WRITTEN INSTRUCTION: Express the data from the line containing "Bounding boxes for woman's black ankle" through the line containing "[750, 298, 906, 649]" as a two-column CSV with the headers input and output. Each row should pair one input with its full output, with both values in quoted fields and line breaks replaced by spaces.

MATERIAL TO PROCESS:

━━━━━━━━

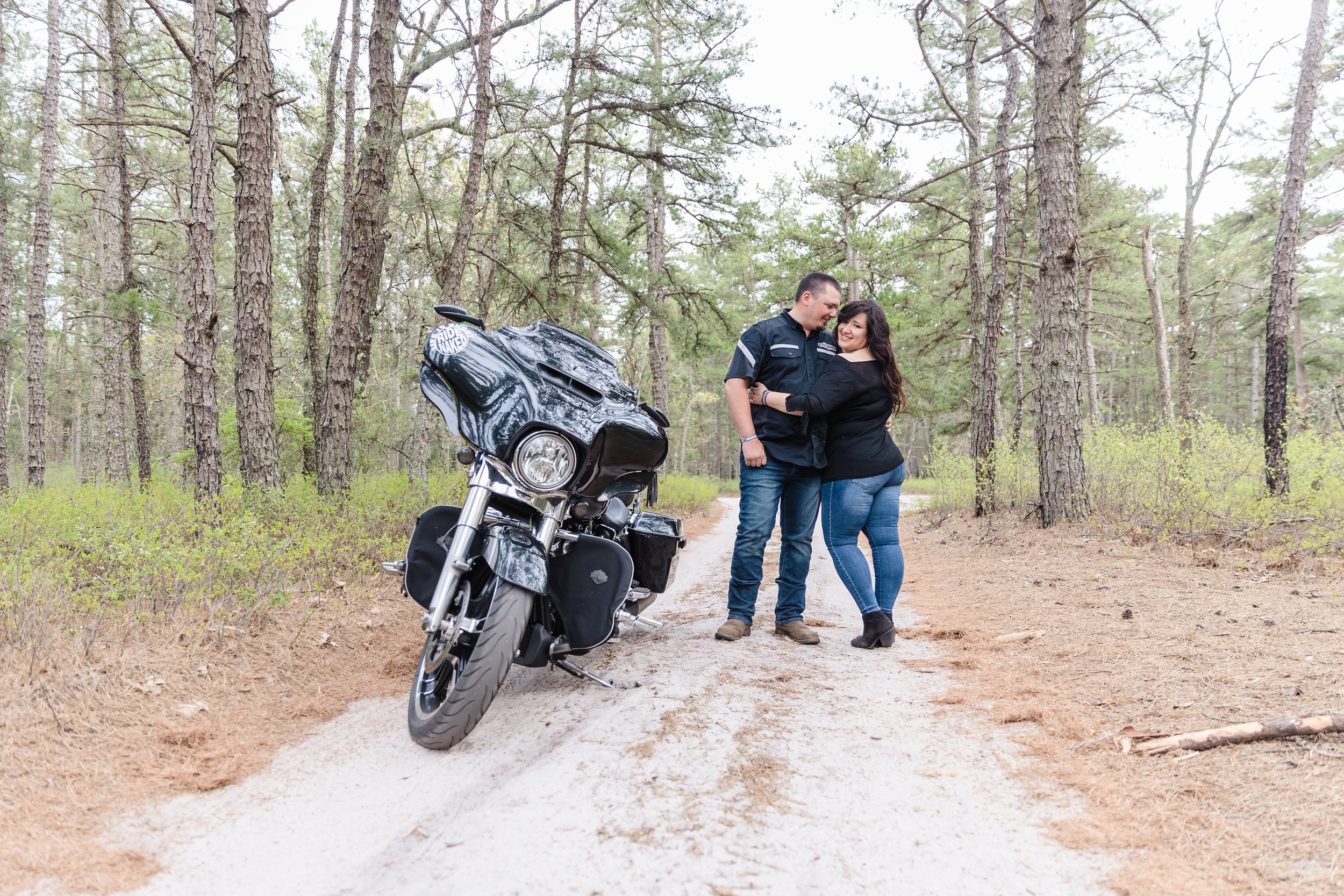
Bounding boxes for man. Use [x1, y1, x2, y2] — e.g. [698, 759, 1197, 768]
[714, 273, 840, 643]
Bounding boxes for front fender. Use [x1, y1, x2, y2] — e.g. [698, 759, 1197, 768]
[485, 525, 548, 594]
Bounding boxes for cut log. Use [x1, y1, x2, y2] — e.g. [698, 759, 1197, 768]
[1134, 712, 1344, 756]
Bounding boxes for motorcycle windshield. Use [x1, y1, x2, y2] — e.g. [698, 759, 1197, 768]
[425, 322, 667, 494]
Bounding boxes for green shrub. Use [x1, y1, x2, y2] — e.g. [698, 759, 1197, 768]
[652, 474, 722, 516]
[929, 420, 1344, 554]
[0, 473, 465, 643]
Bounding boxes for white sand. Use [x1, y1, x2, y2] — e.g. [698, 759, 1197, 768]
[81, 505, 1110, 896]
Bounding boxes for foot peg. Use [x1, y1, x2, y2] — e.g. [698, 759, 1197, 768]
[616, 610, 663, 632]
[551, 660, 616, 691]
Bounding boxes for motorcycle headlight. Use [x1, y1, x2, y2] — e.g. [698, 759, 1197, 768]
[513, 433, 577, 492]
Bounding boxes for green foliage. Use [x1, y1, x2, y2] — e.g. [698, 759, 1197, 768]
[0, 473, 465, 643]
[652, 476, 722, 516]
[929, 420, 1344, 554]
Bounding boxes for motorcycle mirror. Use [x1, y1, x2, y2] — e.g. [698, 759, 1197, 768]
[640, 402, 672, 428]
[434, 305, 485, 329]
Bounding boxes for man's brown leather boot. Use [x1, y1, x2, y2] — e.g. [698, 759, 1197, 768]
[774, 619, 821, 643]
[714, 617, 752, 641]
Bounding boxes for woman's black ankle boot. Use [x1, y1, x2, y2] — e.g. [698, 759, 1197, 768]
[849, 610, 897, 650]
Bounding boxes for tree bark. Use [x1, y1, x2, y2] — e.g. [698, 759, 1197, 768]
[1083, 266, 1101, 423]
[644, 13, 672, 412]
[570, 114, 593, 332]
[182, 0, 225, 505]
[968, 0, 1021, 516]
[1293, 289, 1306, 411]
[104, 0, 153, 489]
[26, 0, 61, 489]
[1142, 226, 1176, 423]
[1250, 336, 1260, 426]
[962, 0, 989, 456]
[546, 0, 586, 306]
[0, 6, 14, 492]
[233, 0, 281, 489]
[317, 0, 403, 494]
[440, 0, 495, 302]
[298, 0, 359, 473]
[1032, 0, 1089, 527]
[1265, 0, 1329, 494]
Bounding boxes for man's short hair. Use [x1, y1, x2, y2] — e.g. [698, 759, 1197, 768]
[793, 270, 844, 301]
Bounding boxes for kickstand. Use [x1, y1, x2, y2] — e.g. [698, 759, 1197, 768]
[551, 660, 616, 691]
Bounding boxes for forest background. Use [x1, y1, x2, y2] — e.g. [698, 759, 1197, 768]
[0, 0, 1344, 554]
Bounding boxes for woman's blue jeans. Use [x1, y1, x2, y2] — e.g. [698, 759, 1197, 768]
[821, 463, 906, 613]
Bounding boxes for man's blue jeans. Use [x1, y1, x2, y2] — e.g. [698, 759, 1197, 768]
[728, 455, 821, 625]
[821, 463, 906, 613]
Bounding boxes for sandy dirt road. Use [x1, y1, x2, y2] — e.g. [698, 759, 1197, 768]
[78, 498, 1110, 896]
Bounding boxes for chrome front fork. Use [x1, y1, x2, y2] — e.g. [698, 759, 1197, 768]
[425, 481, 491, 632]
[422, 453, 566, 632]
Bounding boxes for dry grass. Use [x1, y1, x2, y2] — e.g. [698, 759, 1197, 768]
[0, 579, 421, 895]
[902, 514, 1344, 896]
[0, 501, 723, 896]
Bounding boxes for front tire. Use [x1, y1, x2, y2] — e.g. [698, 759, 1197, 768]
[406, 579, 532, 750]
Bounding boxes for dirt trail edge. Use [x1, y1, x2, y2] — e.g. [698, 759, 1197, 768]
[63, 498, 1112, 896]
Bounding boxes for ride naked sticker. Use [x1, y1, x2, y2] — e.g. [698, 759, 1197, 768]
[429, 324, 472, 355]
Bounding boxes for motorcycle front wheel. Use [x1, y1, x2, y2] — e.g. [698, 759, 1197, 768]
[406, 579, 532, 750]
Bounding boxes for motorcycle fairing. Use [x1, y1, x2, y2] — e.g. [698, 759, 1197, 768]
[421, 322, 668, 497]
[550, 535, 634, 650]
[485, 525, 547, 594]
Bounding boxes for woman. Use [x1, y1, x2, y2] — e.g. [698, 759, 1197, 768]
[750, 298, 906, 649]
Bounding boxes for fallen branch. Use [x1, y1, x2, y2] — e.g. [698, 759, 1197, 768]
[1136, 712, 1344, 756]
[995, 632, 1046, 643]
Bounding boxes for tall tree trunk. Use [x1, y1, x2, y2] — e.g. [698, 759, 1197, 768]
[969, 0, 1021, 516]
[438, 0, 495, 302]
[962, 0, 993, 438]
[1250, 336, 1260, 426]
[317, 0, 403, 494]
[90, 28, 131, 482]
[234, 0, 281, 489]
[644, 9, 672, 412]
[341, 0, 363, 241]
[104, 0, 152, 488]
[546, 0, 583, 305]
[1265, 0, 1329, 494]
[570, 114, 593, 332]
[840, 207, 863, 302]
[1293, 289, 1306, 411]
[1032, 0, 1089, 527]
[1083, 264, 1101, 423]
[26, 0, 61, 489]
[0, 6, 13, 492]
[298, 0, 359, 473]
[1142, 224, 1176, 423]
[182, 0, 225, 505]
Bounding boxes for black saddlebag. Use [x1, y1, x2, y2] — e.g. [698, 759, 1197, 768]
[550, 535, 634, 650]
[626, 511, 685, 594]
[402, 504, 484, 610]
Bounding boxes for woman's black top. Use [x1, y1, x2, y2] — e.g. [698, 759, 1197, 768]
[785, 357, 905, 482]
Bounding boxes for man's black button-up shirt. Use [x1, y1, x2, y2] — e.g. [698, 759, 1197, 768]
[723, 312, 836, 469]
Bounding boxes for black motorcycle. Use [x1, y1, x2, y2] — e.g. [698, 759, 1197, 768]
[383, 305, 685, 750]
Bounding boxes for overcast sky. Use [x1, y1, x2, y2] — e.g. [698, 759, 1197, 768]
[259, 0, 1309, 220]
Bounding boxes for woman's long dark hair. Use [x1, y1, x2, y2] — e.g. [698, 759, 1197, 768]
[836, 298, 906, 414]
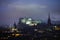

━━━━━━━━

TASK ANSWER:
input,output
"Bounding boxes for woman's black ankle boot. Use [x1, y1, x2, y2] — e.g. [698, 759, 1197, 768]","[849, 610, 897, 650]"
"Bounding boxes for tree bark. Use [x1, y1, x2, y2] — e.g. [698, 759, 1197, 768]","[1083, 266, 1101, 423] [644, 13, 672, 412] [570, 114, 593, 332] [182, 0, 225, 505] [968, 0, 1021, 516] [1293, 289, 1306, 411] [104, 0, 153, 489] [26, 0, 61, 489] [1142, 226, 1176, 423] [1250, 336, 1260, 426] [962, 0, 989, 456] [546, 0, 586, 306] [0, 6, 14, 492] [233, 0, 281, 489] [317, 0, 403, 494] [440, 0, 495, 302] [298, 0, 359, 473] [1032, 0, 1089, 527] [1265, 0, 1329, 494]"
"Bounding boxes for man's short hair. Use [x1, y1, x2, y2] — e.g. [698, 759, 1197, 768]","[793, 270, 844, 301]"
"Bounding boxes for kickstand. Use [x1, y1, x2, y2] — e.g. [698, 759, 1197, 768]","[551, 660, 616, 691]"
"Bounding boxes for forest background. Use [x1, y1, x2, y2] — e.g. [698, 759, 1197, 768]","[0, 0, 1344, 554]"
"Bounding boxes for woman's blue jeans. Use [x1, y1, x2, y2] — e.g. [698, 759, 1197, 768]","[821, 463, 906, 613]"
"Bounding boxes for man's blue jeans. Use [x1, y1, x2, y2] — e.g. [698, 759, 1197, 768]","[728, 455, 821, 625] [821, 463, 906, 613]"
"Bounding boxes for sandy dirt road. Use [x1, y1, x2, y2] — e.g. [698, 759, 1197, 768]","[78, 498, 1110, 896]"
"Bounding boxes for chrome front fork. Use [x1, y1, x2, y2] — e.g. [698, 759, 1197, 768]","[425, 481, 491, 632] [422, 453, 566, 632]"
"Bounding boxes for dry grass. Use [x1, y1, x2, y2] — e.g. [698, 759, 1197, 768]","[0, 579, 421, 895] [902, 514, 1344, 896] [0, 501, 723, 896]"
"Bounding boxes for front tire. Use [x1, y1, x2, y2] — e.g. [698, 759, 1197, 768]","[406, 579, 532, 750]"
"Bounding boxes for dirt trail edge. Use [x1, y1, x2, y2] — e.g. [698, 759, 1197, 768]","[63, 498, 1112, 896]"
"Bounding boxes for ride naked sticker. Use [x1, y1, x2, y2] — e.g. [698, 759, 1197, 768]","[429, 324, 472, 355]"
"Bounding boxes for motorcycle front wheel. Use [x1, y1, x2, y2] — e.g. [698, 759, 1197, 768]","[406, 579, 532, 750]"
"Bounding boxes for motorcycle fairing. Use [x1, y1, x2, y2] — e.g. [698, 759, 1197, 768]","[421, 322, 668, 497] [550, 535, 634, 650] [485, 525, 547, 594]"
"Bounding boxes for woman. Use [x1, y1, x2, y2] — e.g. [698, 759, 1197, 768]","[750, 298, 906, 649]"